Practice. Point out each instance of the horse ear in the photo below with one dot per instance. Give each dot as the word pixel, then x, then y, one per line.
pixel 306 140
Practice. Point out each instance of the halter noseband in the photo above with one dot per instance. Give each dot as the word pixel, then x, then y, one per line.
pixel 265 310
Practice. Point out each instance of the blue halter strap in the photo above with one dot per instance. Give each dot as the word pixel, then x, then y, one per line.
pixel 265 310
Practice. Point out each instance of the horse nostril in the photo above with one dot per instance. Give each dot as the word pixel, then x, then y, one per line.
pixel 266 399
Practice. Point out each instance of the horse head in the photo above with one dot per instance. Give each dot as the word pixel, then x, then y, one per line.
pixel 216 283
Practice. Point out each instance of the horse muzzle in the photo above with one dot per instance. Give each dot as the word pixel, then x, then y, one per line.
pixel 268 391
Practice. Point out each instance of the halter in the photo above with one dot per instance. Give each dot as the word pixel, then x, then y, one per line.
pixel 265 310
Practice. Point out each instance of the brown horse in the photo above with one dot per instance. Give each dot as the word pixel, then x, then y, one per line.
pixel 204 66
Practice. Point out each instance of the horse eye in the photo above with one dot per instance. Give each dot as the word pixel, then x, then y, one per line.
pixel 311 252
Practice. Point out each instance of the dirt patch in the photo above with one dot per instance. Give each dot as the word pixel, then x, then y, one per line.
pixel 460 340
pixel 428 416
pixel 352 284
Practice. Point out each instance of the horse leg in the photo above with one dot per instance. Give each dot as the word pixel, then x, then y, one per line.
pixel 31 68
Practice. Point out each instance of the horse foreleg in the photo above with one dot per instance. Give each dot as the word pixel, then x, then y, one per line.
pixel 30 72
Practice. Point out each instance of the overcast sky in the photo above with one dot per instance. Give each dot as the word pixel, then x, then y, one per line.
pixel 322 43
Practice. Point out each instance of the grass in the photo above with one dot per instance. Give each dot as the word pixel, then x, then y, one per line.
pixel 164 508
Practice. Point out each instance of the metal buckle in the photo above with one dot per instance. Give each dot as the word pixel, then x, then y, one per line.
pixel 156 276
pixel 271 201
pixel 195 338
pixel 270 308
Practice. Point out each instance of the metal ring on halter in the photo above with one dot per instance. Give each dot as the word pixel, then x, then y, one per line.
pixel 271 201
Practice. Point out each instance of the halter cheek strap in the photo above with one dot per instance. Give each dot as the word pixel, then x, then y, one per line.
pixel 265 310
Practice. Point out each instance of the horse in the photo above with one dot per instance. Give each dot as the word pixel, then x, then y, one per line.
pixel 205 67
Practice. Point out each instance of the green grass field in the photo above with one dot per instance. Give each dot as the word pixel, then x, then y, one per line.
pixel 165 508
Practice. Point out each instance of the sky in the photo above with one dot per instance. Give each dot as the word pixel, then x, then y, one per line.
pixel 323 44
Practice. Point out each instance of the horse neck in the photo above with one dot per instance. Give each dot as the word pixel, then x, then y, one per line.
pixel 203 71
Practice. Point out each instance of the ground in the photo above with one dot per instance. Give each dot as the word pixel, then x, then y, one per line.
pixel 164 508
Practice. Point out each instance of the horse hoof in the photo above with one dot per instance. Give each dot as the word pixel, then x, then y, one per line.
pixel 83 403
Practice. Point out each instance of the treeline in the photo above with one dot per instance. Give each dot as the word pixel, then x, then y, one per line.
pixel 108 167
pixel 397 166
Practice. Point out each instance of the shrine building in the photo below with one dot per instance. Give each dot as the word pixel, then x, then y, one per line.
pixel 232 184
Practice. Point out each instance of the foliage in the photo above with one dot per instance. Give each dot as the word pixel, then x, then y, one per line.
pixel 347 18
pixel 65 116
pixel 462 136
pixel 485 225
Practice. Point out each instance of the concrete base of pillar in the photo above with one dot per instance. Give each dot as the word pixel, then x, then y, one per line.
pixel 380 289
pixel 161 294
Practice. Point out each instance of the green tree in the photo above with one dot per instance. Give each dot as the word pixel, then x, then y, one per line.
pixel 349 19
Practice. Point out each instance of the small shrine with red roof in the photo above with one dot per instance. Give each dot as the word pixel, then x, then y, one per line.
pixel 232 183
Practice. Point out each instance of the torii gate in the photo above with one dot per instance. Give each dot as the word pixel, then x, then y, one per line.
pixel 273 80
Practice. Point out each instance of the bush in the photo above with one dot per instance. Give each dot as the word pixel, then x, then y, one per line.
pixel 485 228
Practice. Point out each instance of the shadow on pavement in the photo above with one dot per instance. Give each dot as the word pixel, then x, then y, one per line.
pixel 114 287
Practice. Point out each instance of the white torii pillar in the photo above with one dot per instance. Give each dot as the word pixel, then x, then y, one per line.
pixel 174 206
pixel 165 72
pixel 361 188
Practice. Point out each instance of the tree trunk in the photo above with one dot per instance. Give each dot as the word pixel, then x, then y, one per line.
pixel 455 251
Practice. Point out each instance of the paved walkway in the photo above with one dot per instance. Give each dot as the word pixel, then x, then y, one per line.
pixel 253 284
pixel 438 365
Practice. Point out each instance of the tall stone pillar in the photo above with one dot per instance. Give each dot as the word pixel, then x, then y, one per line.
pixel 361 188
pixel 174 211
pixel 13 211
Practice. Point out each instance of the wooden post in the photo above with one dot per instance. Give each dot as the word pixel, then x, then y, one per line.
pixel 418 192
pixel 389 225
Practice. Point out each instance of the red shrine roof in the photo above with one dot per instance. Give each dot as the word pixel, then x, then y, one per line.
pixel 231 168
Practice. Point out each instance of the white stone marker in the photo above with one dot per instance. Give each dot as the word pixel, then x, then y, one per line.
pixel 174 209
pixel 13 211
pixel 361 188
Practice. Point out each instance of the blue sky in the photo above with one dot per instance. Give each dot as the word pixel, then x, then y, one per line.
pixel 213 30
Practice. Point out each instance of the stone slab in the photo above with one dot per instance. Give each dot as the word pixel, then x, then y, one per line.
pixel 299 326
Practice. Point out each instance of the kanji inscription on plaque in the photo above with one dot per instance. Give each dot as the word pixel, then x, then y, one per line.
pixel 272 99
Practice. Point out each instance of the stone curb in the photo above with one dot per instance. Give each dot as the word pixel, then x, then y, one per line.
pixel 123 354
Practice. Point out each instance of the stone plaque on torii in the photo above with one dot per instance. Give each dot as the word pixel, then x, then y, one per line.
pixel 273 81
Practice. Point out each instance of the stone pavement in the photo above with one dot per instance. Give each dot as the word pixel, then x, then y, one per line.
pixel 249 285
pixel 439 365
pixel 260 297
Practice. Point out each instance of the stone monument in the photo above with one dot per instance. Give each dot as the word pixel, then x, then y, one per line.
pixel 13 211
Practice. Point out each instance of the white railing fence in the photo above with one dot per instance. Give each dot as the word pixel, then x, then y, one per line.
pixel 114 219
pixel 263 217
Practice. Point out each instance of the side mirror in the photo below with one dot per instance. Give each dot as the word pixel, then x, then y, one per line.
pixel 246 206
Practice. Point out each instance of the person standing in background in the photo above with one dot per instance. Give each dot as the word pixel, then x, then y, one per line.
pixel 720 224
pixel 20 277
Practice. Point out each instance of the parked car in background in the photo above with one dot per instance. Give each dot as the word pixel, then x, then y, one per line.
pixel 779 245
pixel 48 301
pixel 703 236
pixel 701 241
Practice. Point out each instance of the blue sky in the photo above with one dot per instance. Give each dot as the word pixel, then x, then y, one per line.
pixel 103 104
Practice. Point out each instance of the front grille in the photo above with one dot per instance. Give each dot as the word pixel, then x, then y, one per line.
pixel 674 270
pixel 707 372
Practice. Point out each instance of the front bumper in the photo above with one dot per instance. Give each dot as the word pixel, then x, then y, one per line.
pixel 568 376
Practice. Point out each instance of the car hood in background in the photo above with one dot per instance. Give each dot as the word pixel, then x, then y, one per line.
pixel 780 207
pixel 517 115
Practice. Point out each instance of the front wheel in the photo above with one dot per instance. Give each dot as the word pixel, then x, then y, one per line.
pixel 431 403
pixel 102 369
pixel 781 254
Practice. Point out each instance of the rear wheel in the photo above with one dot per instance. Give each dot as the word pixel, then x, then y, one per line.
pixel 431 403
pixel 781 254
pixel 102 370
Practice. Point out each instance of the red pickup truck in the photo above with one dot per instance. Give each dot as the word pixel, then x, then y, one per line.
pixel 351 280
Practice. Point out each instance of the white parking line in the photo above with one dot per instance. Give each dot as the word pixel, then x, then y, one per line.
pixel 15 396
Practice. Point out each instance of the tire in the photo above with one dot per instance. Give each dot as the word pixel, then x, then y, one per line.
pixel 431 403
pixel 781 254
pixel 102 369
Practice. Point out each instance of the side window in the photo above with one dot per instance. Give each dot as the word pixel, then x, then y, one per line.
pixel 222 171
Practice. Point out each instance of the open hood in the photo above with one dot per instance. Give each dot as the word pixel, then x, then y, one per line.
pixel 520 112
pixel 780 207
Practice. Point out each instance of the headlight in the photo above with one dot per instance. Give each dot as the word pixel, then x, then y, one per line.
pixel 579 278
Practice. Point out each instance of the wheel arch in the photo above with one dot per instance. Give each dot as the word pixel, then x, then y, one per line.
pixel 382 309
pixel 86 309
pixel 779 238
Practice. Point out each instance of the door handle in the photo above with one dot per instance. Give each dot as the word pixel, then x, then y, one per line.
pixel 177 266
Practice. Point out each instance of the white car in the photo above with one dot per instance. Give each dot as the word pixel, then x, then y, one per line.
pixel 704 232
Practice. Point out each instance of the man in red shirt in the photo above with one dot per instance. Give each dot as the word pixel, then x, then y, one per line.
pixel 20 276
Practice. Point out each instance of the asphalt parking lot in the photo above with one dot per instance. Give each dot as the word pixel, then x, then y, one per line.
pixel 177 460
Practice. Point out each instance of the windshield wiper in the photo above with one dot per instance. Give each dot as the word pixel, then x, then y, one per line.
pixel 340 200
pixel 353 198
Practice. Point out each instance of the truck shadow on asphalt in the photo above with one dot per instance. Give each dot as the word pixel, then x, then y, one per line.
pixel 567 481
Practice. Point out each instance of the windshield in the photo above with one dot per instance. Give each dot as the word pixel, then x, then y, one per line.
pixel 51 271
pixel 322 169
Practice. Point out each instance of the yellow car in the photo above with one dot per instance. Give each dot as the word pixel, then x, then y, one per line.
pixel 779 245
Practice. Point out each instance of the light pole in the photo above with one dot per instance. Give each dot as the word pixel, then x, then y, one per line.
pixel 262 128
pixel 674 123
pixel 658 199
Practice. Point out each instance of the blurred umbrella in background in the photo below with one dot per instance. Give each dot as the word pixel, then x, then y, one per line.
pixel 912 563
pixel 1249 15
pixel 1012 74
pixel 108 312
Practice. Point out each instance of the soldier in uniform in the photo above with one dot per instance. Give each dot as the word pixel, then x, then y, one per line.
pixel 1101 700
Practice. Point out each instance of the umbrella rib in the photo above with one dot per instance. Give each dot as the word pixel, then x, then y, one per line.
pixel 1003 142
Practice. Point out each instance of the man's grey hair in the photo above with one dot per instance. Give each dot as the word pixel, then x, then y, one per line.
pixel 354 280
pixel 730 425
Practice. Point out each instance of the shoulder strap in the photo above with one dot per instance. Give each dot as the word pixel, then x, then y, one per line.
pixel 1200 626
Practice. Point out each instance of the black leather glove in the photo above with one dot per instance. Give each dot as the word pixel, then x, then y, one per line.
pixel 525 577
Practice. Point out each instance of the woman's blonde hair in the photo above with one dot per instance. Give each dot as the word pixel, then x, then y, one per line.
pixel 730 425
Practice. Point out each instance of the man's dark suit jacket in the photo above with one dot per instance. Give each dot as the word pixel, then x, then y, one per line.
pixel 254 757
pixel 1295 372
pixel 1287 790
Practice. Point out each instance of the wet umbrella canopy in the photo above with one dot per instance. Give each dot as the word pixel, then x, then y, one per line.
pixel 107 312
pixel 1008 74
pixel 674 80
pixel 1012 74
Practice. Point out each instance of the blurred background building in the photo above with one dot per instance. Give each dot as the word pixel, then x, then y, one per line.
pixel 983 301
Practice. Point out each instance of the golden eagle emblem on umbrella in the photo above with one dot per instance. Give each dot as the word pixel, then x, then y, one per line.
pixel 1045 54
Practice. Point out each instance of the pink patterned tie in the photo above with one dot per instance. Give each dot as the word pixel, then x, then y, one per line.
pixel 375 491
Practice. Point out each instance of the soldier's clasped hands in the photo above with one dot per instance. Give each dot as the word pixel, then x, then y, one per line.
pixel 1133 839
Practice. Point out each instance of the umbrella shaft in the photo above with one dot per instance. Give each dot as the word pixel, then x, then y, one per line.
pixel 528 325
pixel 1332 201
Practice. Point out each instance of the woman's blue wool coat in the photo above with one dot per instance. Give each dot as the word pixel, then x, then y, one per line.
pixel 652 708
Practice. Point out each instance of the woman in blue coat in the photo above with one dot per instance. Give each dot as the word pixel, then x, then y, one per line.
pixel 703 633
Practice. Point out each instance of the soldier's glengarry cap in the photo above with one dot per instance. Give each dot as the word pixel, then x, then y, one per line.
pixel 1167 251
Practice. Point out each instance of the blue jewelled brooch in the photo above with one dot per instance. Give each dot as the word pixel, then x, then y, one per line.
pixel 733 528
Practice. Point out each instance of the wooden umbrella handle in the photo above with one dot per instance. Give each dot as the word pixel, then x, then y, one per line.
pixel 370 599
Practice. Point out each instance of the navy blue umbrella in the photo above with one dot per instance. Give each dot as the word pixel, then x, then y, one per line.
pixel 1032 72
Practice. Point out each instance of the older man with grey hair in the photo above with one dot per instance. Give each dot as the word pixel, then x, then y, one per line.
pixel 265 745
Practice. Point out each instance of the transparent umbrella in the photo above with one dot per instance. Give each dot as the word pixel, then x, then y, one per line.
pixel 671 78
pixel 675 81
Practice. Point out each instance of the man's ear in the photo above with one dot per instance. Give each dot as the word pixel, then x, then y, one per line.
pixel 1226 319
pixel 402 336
□ □ □ □ □
**GIVEN PROBLEM:** Write out, word for word, the lines starting at the one containing "Practice. Point out each instance of the front grille" and ending at the one containing "pixel 517 115", with both of those lines included.

**RESULT FOR THIS EXERCISE:**
Practice. Point out each instance of the front grille in the photo above with one dot per instance. Give each dot as the word pixel, then x, then y, one per line.
pixel 674 270
pixel 707 372
Practice. Point out each instance of the front bumper in the photo above with one dot per instance. Give each dot as the word pixel, then x, then y, one per line.
pixel 568 376
Practice. Point out each instance of the car hood in background in the photo above with one dot per instance. Give each dot as the word pixel, then x, then y, one per line.
pixel 780 207
pixel 517 115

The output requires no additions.